§ **STATED EXERCISE**: Everything from the line holding "Point out the striped" through the last line below must be repeated exactly, and nothing else.

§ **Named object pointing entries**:
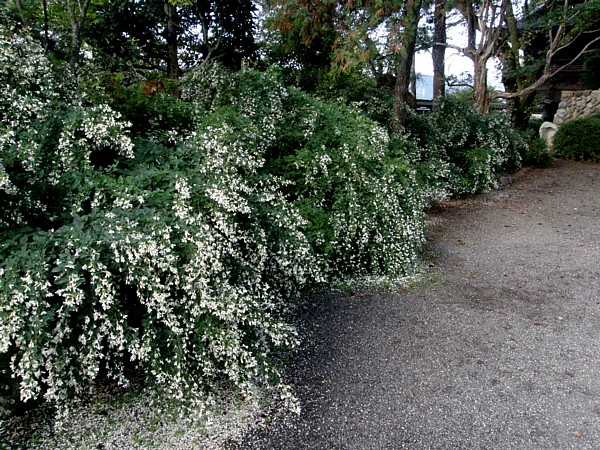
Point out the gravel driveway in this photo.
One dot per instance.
(498, 347)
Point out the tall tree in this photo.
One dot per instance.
(358, 28)
(554, 36)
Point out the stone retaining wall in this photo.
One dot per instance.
(575, 104)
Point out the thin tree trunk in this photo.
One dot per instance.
(482, 100)
(76, 28)
(171, 38)
(439, 50)
(408, 39)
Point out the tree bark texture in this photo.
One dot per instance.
(408, 40)
(439, 50)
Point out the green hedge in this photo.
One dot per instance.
(579, 139)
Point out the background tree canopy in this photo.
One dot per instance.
(175, 175)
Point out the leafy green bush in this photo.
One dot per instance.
(361, 203)
(178, 256)
(579, 139)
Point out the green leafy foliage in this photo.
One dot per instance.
(579, 139)
(361, 203)
(181, 262)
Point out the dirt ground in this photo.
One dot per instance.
(497, 347)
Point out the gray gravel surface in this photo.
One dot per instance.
(498, 347)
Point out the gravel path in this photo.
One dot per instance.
(497, 348)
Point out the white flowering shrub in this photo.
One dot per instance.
(361, 204)
(178, 256)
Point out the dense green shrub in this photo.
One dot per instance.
(178, 256)
(579, 139)
(460, 151)
(361, 203)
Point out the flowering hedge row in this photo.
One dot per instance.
(178, 249)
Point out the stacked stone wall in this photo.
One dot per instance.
(575, 104)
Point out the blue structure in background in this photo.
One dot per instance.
(424, 87)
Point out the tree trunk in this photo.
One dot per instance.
(439, 50)
(77, 19)
(171, 38)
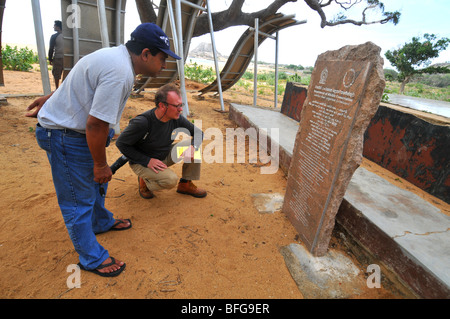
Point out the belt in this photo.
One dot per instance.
(65, 131)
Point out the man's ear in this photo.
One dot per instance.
(145, 54)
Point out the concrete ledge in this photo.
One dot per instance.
(409, 235)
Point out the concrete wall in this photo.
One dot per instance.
(402, 143)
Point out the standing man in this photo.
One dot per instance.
(56, 52)
(148, 144)
(74, 130)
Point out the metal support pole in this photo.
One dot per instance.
(276, 71)
(41, 47)
(118, 21)
(181, 55)
(76, 42)
(103, 23)
(255, 68)
(216, 63)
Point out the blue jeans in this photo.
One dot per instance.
(82, 206)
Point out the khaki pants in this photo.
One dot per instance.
(167, 178)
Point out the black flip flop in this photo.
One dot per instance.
(118, 222)
(110, 274)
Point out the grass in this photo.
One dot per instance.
(420, 90)
(266, 83)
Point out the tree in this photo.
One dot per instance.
(415, 54)
(233, 16)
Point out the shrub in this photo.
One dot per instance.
(18, 59)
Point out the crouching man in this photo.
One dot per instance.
(148, 143)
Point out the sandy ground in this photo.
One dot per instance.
(179, 247)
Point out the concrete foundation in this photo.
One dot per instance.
(409, 235)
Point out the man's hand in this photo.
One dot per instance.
(156, 165)
(37, 105)
(102, 173)
(96, 136)
(188, 155)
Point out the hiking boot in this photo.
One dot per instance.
(143, 190)
(189, 188)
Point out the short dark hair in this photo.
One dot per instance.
(137, 48)
(163, 91)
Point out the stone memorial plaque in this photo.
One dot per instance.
(328, 144)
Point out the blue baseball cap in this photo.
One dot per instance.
(152, 36)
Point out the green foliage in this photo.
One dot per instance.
(199, 73)
(18, 59)
(416, 54)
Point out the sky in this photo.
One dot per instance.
(299, 45)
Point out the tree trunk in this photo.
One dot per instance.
(402, 86)
(146, 11)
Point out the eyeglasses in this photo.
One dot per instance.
(177, 106)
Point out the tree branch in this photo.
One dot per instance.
(234, 16)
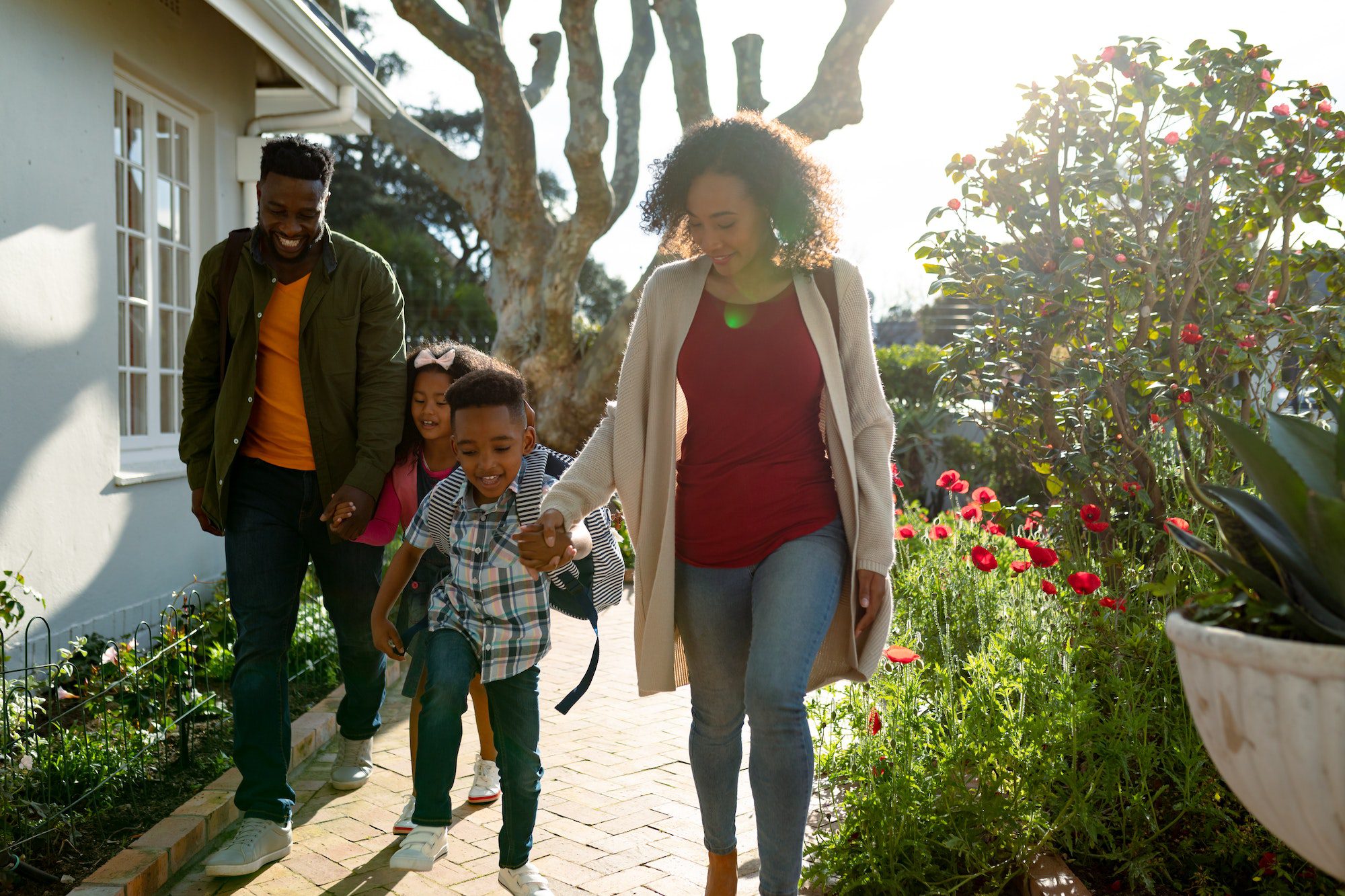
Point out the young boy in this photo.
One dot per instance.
(490, 615)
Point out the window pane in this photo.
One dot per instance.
(118, 123)
(135, 132)
(139, 405)
(167, 404)
(184, 218)
(184, 169)
(184, 279)
(137, 200)
(167, 329)
(165, 286)
(122, 264)
(138, 335)
(163, 210)
(137, 267)
(163, 138)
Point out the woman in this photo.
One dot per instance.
(763, 541)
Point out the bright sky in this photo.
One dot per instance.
(938, 79)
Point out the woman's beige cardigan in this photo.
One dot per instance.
(634, 452)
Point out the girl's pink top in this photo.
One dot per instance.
(389, 514)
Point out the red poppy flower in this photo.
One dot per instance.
(899, 654)
(1043, 557)
(984, 560)
(1085, 583)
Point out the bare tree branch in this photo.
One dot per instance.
(544, 71)
(687, 49)
(627, 89)
(747, 50)
(835, 100)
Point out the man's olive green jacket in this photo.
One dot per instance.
(352, 365)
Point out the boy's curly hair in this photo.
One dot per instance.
(774, 162)
(466, 360)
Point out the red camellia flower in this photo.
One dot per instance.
(1083, 583)
(984, 560)
(1043, 557)
(899, 654)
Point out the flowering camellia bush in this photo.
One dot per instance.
(1155, 239)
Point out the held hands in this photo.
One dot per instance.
(358, 507)
(387, 638)
(874, 588)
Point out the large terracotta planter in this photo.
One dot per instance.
(1273, 717)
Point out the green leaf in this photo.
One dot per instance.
(1278, 483)
(1309, 450)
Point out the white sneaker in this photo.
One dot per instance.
(525, 881)
(354, 763)
(256, 842)
(404, 822)
(422, 848)
(486, 782)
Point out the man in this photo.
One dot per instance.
(306, 415)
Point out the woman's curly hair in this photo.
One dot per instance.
(774, 162)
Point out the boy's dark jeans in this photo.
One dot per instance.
(274, 528)
(450, 666)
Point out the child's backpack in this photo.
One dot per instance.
(582, 587)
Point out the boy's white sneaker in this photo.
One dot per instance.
(422, 848)
(256, 842)
(525, 881)
(486, 782)
(404, 823)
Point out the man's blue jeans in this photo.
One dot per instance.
(272, 532)
(450, 666)
(751, 635)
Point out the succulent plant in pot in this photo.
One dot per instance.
(1272, 705)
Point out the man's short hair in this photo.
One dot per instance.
(497, 386)
(297, 158)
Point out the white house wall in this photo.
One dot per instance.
(103, 555)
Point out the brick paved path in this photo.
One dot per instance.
(618, 814)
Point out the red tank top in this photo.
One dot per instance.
(754, 471)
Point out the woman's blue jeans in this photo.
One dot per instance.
(751, 635)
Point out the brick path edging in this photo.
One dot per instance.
(177, 841)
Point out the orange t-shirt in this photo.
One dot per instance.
(278, 430)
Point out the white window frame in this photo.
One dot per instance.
(154, 455)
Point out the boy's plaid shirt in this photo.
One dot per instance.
(489, 596)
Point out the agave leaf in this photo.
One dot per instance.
(1309, 450)
(1278, 483)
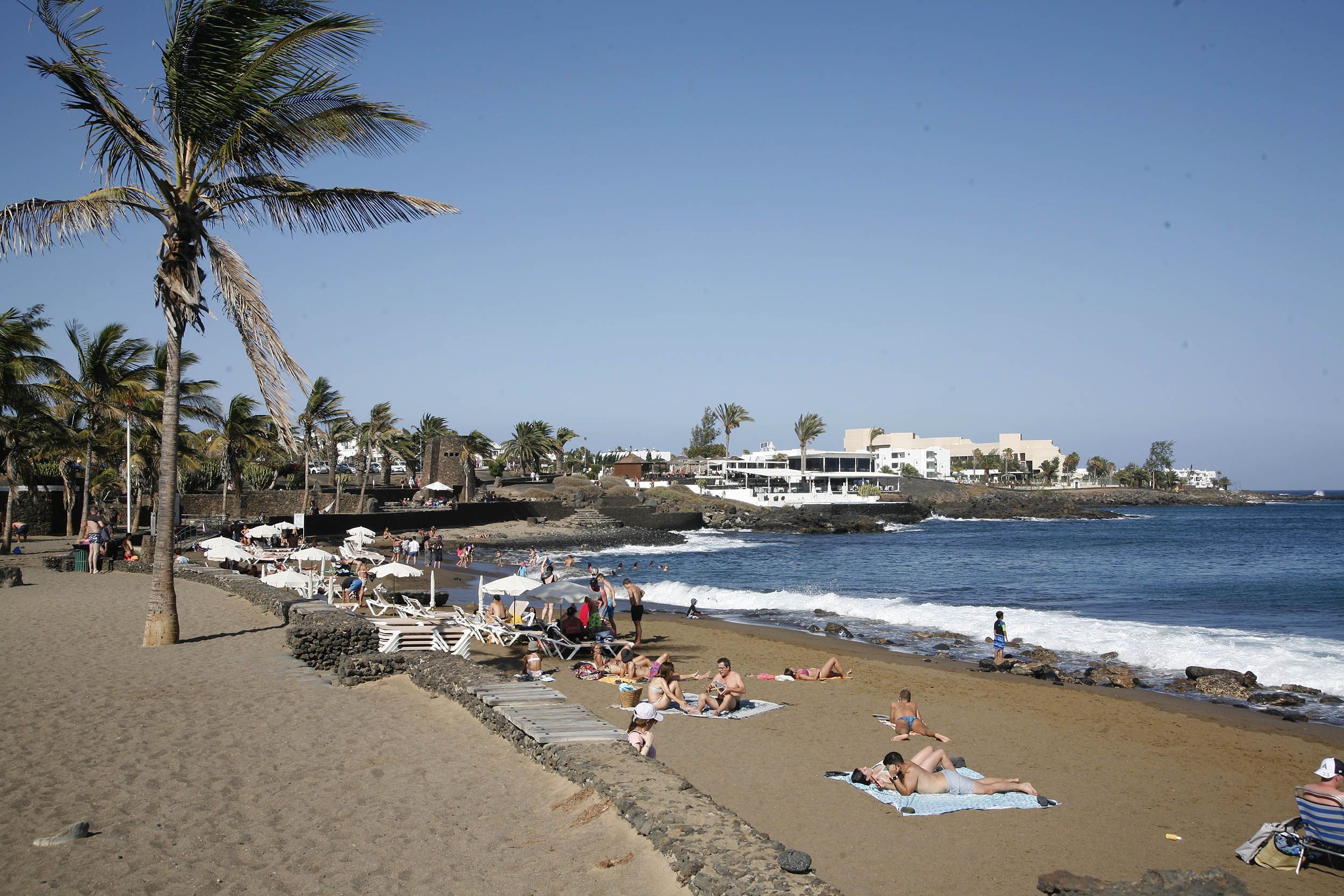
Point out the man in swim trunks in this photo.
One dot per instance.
(725, 693)
(916, 778)
(905, 719)
(636, 597)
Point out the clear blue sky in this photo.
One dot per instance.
(1103, 224)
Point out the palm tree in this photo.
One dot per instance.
(23, 396)
(375, 436)
(475, 445)
(530, 444)
(1071, 462)
(321, 409)
(563, 436)
(251, 89)
(242, 434)
(109, 383)
(732, 417)
(808, 428)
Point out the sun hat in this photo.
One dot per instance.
(647, 711)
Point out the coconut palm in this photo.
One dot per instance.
(242, 436)
(251, 90)
(375, 436)
(108, 383)
(321, 409)
(530, 444)
(475, 445)
(562, 437)
(732, 417)
(808, 428)
(23, 397)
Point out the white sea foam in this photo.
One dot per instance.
(1275, 657)
(697, 542)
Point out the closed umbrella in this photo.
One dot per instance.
(235, 553)
(287, 579)
(396, 570)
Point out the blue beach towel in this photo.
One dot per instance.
(942, 804)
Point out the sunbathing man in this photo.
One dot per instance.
(725, 693)
(921, 778)
(830, 671)
(905, 719)
(666, 685)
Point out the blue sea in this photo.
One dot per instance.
(1248, 587)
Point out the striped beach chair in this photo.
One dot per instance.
(1323, 825)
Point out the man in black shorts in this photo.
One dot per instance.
(636, 597)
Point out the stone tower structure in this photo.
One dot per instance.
(442, 462)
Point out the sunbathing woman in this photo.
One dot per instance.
(905, 719)
(666, 687)
(830, 671)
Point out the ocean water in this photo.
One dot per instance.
(1257, 587)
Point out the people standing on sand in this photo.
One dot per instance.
(640, 734)
(636, 596)
(606, 602)
(725, 693)
(905, 718)
(921, 778)
(831, 669)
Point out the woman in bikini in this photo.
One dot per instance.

§ **CORRECT ANSWER**:
Point out the striped beach chair in this photo.
One dot per instance.
(1323, 825)
Point out the man in black shorts in this photo.
One dot per instance.
(636, 597)
Point out the stone tower structure in this photo.
One dot per instance.
(442, 462)
Point out the sunbathing woman in this photo.
One dot per instance.
(905, 719)
(666, 687)
(830, 671)
Point out the ocean water in this photo.
One dot per instance.
(1257, 587)
Point out the people standing on sand in this photo.
One dot per instance.
(640, 734)
(636, 596)
(606, 602)
(725, 693)
(905, 718)
(921, 778)
(831, 669)
Point out the woman in bikini in this photo.
One dot per instance.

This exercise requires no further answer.